TEXT SHOWN Start Marker

US Vice President Mike Pence talks to the media before departing for travel to the vice presidential debate in Salt Lake City, Utah, at Joint Base Andrews, Maryland, US October 5, 2020. Erin Scott, Reuters/File
MANILA - US President Donald Trump did not see the need to temporarily transfer power to Vice President Mike Pence, when he caught the coronavirus and even while he was hospitalized at Walter Reed National Military Medical Center.
Section 3 of the US Constitution’s 25th Amendment allows a sitting president to declare in writing his inability to discharge his duties. The vice president becomes acting president while the president remains in office. The president can regain his powers by declaring he is ready to discharge the powers and duties of his office.
In Trump’s case, the White House released on Oct. 3 photos of him at work while at Walter Reed’s presidential suite. He even went on a drive-by outside the hospital to wave at supporters.
US-based law professor Joel Goldstein of the Saint Louis University School of Law explains it is the “custom” that the sitting president transfers power to the vice president if the chief executive is being subjected to general anesthesia.
“The custom has developed that if a president is subject to general anesthesia, and the president knows that this is going to happen, that he or she will transfer power under section three of the 25th amendment,” Goldstein said in a briefing with selected journalists participating in the virtual reporting tour on the US Elections organized by the US Department of State’s Foreign Press Centers.
There were only three instances where this happened.
In 1985, Vice President George H.W. Bush became acting president for eight hours when President Ronald Reagan underwent a colonoscopy under general anesthesia to remove a cancerous growth.
In 2002 and 2007, Vice President Dick Cheney became acting president for a few hours when President George W. Bush underwent colonoscopy under general anesthesia on both occasions.
“There are at least three other instances where presidents thought they might have to undergo general anesthesia, and they were prepared to transfer power to the vice president, but then it turned out that they didn't need a general, and so they didn’t,” said Goldstein, who has authored two books on the vice presidency.
He pointed out that there can be other conditions that may render the president unable to discharge the powers and duties of the office.

TEXT SHOWN End Marker

PROBLEMS TO WORK ON —
a - According to the article on presidential power transfers, how long did George H.W. Bush serve as acting president in 1985?
b - Summarize the article on presidential power transfers in two sentences.
c - Copy the stretch of the article on presidential power transfers from "In 1985, Vice" through "the vice presidency." word for word.
The lines after the article come from a different source.

SUPPLIED MATERIAL Start Marker

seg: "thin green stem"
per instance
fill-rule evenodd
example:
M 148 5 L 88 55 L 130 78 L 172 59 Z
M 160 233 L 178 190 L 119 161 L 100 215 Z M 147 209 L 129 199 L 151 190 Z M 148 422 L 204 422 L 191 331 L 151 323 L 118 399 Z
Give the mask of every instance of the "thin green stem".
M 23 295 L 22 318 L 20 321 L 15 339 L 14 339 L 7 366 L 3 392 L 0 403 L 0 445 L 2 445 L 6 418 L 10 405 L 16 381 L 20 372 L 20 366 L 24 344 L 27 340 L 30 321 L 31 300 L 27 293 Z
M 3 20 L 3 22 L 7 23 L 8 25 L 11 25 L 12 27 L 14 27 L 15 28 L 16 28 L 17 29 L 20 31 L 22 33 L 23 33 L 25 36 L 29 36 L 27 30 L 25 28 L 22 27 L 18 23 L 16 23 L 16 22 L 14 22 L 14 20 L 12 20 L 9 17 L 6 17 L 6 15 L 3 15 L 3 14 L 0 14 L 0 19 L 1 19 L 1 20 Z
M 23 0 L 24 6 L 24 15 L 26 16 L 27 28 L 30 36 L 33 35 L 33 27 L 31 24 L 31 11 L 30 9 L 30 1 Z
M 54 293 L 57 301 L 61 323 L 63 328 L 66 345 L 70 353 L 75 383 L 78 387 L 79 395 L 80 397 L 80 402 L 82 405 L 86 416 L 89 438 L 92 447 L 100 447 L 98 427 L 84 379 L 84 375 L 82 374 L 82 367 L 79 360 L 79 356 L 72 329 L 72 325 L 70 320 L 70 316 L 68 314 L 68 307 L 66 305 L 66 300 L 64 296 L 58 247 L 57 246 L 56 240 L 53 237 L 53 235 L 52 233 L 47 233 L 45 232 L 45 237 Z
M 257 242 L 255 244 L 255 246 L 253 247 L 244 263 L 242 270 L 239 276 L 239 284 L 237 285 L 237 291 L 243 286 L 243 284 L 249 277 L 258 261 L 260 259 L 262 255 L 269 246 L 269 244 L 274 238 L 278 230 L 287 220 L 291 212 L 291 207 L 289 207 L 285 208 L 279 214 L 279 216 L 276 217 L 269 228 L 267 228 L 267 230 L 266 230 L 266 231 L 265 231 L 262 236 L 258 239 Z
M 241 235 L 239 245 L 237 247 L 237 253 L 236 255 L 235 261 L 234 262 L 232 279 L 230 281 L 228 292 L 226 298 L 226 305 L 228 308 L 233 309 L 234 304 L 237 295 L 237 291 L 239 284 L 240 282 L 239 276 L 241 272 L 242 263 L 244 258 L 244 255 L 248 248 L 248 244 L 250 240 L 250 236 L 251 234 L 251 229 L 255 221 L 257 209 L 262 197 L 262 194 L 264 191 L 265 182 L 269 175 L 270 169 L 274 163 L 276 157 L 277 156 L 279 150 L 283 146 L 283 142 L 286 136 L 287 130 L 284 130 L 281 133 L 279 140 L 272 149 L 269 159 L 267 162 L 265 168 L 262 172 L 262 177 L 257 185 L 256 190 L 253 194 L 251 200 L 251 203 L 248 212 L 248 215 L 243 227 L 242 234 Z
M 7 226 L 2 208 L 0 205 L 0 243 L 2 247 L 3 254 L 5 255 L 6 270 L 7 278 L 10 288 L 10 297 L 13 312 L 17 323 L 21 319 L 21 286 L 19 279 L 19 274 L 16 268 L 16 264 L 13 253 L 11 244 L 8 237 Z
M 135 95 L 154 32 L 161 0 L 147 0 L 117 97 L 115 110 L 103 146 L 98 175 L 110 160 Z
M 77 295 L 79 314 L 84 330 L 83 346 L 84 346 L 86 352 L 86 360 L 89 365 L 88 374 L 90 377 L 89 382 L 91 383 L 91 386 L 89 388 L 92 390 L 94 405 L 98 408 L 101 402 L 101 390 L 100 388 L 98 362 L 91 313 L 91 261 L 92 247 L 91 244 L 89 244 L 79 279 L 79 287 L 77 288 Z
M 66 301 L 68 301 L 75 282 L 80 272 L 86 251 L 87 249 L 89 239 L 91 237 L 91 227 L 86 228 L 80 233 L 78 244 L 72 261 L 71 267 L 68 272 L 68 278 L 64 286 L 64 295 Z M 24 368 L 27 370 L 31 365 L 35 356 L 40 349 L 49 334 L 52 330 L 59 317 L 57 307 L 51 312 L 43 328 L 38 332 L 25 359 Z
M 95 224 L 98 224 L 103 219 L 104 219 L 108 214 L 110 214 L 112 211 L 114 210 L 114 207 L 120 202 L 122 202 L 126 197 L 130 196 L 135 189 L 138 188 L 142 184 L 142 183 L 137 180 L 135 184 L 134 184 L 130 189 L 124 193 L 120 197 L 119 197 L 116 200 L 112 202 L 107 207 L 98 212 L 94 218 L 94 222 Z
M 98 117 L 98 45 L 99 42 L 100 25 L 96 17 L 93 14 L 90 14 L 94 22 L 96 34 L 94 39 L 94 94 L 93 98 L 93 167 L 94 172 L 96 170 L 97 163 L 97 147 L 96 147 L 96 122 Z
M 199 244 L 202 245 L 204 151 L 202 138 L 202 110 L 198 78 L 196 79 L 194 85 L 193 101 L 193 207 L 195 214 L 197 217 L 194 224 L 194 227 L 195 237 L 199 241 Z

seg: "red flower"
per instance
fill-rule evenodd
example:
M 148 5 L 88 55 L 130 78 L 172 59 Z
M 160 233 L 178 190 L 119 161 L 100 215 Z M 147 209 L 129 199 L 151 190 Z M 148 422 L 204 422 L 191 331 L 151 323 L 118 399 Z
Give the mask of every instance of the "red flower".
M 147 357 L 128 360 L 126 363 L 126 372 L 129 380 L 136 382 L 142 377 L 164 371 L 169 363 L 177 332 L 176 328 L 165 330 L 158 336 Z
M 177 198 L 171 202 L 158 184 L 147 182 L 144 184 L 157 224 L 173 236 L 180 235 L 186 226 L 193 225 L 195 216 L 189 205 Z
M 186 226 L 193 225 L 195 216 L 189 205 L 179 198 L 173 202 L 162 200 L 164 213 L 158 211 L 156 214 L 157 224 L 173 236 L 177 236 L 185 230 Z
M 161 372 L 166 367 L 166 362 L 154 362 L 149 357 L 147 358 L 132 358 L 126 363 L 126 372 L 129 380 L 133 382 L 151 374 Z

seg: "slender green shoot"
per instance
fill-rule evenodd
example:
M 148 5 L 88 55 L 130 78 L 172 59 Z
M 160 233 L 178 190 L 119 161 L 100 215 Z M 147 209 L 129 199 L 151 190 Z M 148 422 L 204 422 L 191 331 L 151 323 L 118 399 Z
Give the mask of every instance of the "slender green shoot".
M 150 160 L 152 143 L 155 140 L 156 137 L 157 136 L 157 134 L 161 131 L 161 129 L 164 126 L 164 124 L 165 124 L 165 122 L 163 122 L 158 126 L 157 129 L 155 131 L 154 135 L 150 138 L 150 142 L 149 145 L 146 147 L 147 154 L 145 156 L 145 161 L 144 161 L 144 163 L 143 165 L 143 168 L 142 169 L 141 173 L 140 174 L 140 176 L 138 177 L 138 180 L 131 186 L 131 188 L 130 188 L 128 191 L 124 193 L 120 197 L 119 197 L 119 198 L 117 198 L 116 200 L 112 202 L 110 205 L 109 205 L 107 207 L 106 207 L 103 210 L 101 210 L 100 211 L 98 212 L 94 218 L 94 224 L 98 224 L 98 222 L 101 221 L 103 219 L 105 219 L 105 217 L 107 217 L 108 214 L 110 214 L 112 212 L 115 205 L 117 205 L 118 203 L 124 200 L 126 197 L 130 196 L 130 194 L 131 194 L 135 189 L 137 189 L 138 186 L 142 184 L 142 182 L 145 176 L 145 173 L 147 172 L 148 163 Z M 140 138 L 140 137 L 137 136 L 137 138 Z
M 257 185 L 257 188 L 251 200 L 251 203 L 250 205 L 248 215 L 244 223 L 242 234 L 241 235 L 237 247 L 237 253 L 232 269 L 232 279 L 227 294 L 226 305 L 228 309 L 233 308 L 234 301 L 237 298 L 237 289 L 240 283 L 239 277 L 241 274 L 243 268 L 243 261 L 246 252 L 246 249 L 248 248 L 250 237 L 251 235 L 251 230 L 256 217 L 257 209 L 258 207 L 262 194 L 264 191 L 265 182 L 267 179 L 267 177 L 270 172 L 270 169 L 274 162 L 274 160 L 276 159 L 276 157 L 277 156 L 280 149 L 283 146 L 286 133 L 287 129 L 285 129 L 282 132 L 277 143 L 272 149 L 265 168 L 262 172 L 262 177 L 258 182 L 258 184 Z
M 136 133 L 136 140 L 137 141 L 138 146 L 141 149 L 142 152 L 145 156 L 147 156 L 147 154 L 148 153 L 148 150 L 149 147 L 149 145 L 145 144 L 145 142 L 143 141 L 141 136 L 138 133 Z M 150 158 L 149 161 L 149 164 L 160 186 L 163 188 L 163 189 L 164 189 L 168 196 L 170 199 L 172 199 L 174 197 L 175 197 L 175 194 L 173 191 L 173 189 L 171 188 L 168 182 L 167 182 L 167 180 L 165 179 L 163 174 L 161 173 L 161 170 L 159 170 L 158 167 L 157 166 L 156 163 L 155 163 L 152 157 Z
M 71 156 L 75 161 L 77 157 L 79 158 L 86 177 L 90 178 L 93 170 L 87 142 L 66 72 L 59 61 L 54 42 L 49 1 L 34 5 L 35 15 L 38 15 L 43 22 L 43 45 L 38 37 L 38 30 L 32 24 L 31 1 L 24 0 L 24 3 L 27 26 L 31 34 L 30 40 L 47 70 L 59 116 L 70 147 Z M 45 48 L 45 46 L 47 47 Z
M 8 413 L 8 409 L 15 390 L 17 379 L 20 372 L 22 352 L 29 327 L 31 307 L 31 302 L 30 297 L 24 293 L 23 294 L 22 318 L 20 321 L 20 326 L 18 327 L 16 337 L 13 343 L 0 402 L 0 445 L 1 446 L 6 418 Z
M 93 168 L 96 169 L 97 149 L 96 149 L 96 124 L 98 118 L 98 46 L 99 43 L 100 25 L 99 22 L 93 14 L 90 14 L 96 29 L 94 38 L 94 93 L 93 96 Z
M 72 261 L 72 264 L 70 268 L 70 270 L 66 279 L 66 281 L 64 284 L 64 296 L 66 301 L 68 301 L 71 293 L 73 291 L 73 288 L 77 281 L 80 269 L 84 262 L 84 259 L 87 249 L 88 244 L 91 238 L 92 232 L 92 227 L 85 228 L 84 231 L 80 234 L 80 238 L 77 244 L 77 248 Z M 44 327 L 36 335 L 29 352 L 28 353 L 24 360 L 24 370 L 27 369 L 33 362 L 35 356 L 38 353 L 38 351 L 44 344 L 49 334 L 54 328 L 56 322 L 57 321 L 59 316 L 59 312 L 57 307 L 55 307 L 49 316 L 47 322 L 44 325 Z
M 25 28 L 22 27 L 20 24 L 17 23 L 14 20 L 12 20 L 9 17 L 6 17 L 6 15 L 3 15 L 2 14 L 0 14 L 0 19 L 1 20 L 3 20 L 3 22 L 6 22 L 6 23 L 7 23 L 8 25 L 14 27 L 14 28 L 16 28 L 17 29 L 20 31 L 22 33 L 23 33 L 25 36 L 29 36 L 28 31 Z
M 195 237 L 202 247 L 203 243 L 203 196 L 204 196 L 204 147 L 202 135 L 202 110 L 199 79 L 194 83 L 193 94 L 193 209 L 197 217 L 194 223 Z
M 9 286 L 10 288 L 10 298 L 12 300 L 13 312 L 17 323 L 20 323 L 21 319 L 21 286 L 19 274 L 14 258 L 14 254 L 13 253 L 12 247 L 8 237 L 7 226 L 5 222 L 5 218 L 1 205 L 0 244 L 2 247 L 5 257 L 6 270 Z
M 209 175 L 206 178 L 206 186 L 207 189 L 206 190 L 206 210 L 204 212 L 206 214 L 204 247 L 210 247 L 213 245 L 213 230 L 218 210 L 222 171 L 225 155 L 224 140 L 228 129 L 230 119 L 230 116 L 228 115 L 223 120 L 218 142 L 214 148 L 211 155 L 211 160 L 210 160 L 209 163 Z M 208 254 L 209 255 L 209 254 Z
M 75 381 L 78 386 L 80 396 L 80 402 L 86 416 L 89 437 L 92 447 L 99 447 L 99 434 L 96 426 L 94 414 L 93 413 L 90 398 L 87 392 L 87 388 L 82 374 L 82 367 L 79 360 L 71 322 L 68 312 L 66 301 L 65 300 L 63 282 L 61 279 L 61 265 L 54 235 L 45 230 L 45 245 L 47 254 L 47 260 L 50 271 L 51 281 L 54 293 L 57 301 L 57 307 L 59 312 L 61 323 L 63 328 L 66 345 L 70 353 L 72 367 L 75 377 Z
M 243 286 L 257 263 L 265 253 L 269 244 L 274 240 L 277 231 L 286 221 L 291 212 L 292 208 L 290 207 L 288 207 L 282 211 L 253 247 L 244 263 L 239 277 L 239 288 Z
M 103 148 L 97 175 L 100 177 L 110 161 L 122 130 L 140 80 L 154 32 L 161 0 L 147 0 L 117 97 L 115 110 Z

SUPPLIED MATERIAL End Marker

RESPONSE LIST —
a - Eight hours.

b - Donald Trump did not temporarily transfer power to Mike Pence when he caught the coronavirus, even while hospitalized at Walter Reed, although Section 3 of the 25th Amendment lets a president declare in writing that he cannot discharge his duties. Law professor Joel Goldstein explains that presidents customarily transfer power when facing general anesthesia, which has happened only three times: once under Ronald Reagan in 1985 and twice under George W. Bush in 2002 and 2007.

c -
In 1985, Vice President George H.W. Bush became acting president for eight hours when President Ronald Reagan underwent a colonoscopy under general anesthesia to remove a cancerous growth.
In 2002 and 2007, Vice President Dick Cheney became acting president for a few hours when President George W. Bush underwent colonoscopy under general anesthesia on both occasions.
“There are at least three other instances where presidents thought they might have to undergo general anesthesia, and they were prepared to transfer power to the vice president, but then it turned out that they didn't need a general, and so they didn’t,” said Goldstein, who has authored two books on the vice presidency.